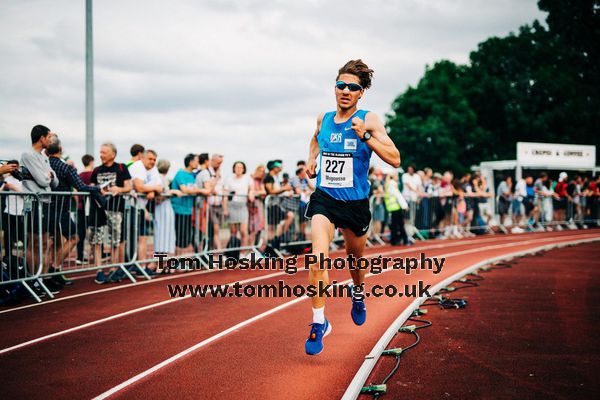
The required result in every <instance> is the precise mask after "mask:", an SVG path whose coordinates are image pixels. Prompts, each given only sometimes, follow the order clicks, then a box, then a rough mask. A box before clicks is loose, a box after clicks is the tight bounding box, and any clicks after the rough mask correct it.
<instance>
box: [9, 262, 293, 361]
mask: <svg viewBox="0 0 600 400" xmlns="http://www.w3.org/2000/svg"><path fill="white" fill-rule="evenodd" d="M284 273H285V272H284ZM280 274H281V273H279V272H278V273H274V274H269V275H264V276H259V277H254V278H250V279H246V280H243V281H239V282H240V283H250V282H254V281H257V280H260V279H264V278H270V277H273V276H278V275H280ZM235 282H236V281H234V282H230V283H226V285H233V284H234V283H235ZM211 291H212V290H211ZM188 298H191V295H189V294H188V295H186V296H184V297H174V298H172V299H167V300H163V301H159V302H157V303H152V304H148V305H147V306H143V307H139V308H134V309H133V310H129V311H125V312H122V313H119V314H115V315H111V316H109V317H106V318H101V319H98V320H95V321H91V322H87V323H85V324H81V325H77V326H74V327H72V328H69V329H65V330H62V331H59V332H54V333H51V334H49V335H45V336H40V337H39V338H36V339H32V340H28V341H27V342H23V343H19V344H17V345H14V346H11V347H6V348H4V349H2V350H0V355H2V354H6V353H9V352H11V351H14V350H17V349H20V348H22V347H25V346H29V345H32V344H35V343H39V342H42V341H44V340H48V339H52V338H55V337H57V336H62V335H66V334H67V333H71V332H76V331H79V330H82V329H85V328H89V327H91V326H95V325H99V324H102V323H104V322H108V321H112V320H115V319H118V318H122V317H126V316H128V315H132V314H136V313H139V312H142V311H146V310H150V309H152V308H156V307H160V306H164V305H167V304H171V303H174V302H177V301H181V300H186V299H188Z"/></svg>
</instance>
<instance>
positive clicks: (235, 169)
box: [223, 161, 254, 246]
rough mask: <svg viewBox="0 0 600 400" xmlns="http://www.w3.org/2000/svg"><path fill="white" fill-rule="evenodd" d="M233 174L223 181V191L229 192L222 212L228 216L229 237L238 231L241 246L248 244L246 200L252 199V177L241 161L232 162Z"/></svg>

» **WHAT IS NEEDED**
Copy out every record above word for word, leaving out the pictures.

» **EXERCISE ANSWER**
The required result in every <instance> is the precise mask after "mask:", an SVG path whose coordinates are image pixels. Prompts, each given only sometimes, follow the order clicks, then a box, then a rough mask. A box before clicks is loose, a box after clicks is the tight bounding box, and any clicks after the rough mask correct it.
<instance>
box: [9, 262, 293, 361]
mask: <svg viewBox="0 0 600 400" xmlns="http://www.w3.org/2000/svg"><path fill="white" fill-rule="evenodd" d="M284 273H285V272H284ZM280 274H281V273H279V272H278V273H274V274H269V275H264V276H259V277H254V278H250V279H246V280H243V281H239V282H240V283H250V282H254V281H257V280H260V279H264V278H270V277H273V276H278V275H280ZM235 282H236V281H234V282H230V283H226V285H233V284H234V283H235ZM211 291H212V290H211ZM188 298H191V295H189V294H188V295H186V296H184V297H174V298H172V299H167V300H163V301H159V302H157V303H152V304H148V305H147V306H143V307H139V308H134V309H133V310H129V311H125V312H122V313H119V314H115V315H111V316H109V317H106V318H101V319H98V320H95V321H91V322H87V323H85V324H81V325H77V326H74V327H72V328H69V329H65V330H62V331H59V332H54V333H51V334H49V335H45V336H40V337H39V338H36V339H32V340H28V341H27V342H23V343H19V344H17V345H14V346H11V347H6V348H4V349H2V350H0V355H2V354H6V353H9V352H11V351H14V350H17V349H20V348H22V347H25V346H29V345H32V344H35V343H39V342H42V341H44V340H48V339H52V338H55V337H57V336H62V335H66V334H67V333H71V332H76V331H79V330H82V329H85V328H89V327H91V326H95V325H99V324H102V323H104V322H108V321H112V320H115V319H118V318H122V317H126V316H128V315H132V314H136V313H139V312H142V311H146V310H150V309H152V308H156V307H160V306H164V305H167V304H171V303H174V302H177V301H181V300H186V299H188Z"/></svg>
</instance>
<instance>
positive clicks: (235, 169)
box: [223, 161, 254, 246]
rough mask: <svg viewBox="0 0 600 400" xmlns="http://www.w3.org/2000/svg"><path fill="white" fill-rule="evenodd" d="M233 174L223 181V191L229 192L222 212L228 216L229 237L238 231L241 246L248 244L246 200L252 199V177L241 161L232 162Z"/></svg>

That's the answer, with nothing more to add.